■ **Goal of the exercise**
Using the material below, print the line that contains "Target: man's ear", the line that contains "by [[74, 239]].", and every line in between, exactly and nothing else.
··· Dataset records
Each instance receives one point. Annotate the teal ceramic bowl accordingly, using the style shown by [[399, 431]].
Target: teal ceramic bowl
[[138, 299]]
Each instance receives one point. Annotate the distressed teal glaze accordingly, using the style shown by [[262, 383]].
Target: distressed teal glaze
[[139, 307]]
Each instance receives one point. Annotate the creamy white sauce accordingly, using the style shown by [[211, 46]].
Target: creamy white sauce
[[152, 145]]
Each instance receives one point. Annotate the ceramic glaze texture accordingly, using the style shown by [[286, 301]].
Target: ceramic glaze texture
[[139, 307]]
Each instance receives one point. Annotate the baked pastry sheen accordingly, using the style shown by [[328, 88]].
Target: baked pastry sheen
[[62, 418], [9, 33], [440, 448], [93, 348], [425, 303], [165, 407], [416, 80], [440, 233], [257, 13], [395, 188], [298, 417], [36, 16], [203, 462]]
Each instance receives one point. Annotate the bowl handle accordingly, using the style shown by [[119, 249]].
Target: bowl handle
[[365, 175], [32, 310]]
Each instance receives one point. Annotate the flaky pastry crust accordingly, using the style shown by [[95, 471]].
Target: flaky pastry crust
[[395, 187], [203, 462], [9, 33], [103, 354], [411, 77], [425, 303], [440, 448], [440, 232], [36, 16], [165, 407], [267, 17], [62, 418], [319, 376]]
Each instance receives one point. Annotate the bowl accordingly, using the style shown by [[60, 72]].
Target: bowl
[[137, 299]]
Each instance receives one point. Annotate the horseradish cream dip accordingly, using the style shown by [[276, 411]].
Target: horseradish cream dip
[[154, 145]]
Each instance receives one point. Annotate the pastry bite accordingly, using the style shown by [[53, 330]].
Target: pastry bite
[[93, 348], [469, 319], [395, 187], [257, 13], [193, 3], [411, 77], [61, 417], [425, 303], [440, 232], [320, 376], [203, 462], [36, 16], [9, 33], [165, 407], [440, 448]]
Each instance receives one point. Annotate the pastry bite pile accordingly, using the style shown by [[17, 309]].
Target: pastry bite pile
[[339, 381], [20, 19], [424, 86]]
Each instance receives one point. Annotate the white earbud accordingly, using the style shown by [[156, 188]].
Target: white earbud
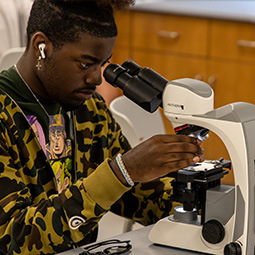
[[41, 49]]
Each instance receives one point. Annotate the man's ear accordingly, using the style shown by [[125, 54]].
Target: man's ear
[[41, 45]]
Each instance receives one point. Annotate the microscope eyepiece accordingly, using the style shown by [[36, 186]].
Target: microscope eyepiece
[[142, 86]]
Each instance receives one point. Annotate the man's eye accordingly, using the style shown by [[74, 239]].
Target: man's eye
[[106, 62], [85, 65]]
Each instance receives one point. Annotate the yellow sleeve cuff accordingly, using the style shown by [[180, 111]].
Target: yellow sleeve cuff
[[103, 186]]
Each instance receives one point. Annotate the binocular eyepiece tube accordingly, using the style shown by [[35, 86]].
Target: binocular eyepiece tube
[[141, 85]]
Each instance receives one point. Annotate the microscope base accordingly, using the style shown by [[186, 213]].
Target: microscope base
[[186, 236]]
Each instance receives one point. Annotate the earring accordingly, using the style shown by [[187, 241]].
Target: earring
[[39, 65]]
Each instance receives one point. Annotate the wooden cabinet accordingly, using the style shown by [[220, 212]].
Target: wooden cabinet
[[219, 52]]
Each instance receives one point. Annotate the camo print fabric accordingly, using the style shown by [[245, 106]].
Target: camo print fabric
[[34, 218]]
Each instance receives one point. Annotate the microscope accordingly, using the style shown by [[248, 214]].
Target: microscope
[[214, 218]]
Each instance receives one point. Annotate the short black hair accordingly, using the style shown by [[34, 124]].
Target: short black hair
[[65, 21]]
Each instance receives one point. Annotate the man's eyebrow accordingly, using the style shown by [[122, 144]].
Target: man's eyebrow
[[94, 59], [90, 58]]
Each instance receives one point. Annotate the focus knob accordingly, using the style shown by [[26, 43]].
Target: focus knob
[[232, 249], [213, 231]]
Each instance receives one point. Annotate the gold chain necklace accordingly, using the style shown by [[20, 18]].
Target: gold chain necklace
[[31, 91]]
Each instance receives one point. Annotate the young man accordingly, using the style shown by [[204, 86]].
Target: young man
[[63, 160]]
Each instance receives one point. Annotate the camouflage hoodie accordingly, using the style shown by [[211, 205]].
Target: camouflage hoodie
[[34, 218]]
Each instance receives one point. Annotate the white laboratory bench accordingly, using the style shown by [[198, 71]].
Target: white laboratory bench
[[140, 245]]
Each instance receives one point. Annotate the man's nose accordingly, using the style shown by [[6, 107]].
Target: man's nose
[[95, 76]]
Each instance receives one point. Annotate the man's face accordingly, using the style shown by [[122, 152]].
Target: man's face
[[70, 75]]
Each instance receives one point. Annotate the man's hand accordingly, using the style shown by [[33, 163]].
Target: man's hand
······
··· Dataset records
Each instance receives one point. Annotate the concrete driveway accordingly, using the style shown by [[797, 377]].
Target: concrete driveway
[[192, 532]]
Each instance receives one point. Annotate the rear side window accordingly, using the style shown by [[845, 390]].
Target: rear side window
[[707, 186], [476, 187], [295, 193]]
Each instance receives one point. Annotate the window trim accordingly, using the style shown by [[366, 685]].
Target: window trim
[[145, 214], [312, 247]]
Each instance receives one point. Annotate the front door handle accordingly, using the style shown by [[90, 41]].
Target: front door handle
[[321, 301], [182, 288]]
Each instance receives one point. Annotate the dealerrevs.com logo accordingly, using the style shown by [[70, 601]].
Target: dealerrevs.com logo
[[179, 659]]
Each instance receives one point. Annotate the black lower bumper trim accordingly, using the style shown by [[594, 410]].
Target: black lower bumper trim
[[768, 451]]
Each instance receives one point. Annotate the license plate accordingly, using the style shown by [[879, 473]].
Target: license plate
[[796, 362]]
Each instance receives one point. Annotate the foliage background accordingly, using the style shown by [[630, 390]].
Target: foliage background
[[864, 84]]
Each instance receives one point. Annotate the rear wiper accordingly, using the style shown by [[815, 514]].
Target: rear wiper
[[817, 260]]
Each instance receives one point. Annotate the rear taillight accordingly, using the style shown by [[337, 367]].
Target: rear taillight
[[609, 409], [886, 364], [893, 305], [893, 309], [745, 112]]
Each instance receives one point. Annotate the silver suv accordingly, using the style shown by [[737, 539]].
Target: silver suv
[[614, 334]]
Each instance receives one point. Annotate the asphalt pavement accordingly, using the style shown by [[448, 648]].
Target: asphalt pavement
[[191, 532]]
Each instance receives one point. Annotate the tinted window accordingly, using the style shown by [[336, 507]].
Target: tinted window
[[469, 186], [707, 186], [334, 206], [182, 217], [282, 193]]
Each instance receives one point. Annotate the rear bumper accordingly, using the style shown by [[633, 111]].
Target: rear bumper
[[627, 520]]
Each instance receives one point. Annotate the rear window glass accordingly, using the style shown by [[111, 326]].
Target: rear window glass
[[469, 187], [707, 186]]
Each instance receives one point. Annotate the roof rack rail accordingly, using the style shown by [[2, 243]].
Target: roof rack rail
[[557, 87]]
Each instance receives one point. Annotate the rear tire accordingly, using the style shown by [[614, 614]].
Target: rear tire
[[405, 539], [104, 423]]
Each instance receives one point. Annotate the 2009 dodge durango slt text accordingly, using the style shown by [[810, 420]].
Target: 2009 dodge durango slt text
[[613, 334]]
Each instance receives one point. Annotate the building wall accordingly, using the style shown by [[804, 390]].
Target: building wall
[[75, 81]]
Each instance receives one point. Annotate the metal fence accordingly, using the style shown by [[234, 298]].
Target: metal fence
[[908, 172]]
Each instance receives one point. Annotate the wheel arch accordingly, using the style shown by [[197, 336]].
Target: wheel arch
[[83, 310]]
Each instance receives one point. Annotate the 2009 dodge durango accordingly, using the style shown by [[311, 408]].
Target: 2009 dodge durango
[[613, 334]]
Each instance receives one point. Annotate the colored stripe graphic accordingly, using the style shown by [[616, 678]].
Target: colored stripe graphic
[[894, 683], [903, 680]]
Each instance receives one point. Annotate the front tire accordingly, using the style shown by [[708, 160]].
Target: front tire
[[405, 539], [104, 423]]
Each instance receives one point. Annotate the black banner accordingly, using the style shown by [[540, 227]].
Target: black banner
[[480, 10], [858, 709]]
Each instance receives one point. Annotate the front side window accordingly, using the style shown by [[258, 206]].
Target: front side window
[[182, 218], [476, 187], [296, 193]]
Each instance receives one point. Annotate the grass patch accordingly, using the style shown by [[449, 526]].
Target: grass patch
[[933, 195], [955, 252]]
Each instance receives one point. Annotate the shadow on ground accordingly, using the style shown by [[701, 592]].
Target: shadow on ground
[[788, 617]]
······
■ **Output for this task**
Target: man's ear
[[41, 45]]
Each instance receives one point. Annotate the microscope eyepiece accordingly, using the style shown by [[36, 186]].
Target: microscope eyepiece
[[142, 86]]
Each instance receives one point. Annotate the man's eye accordingly, using the style shown by [[74, 239]].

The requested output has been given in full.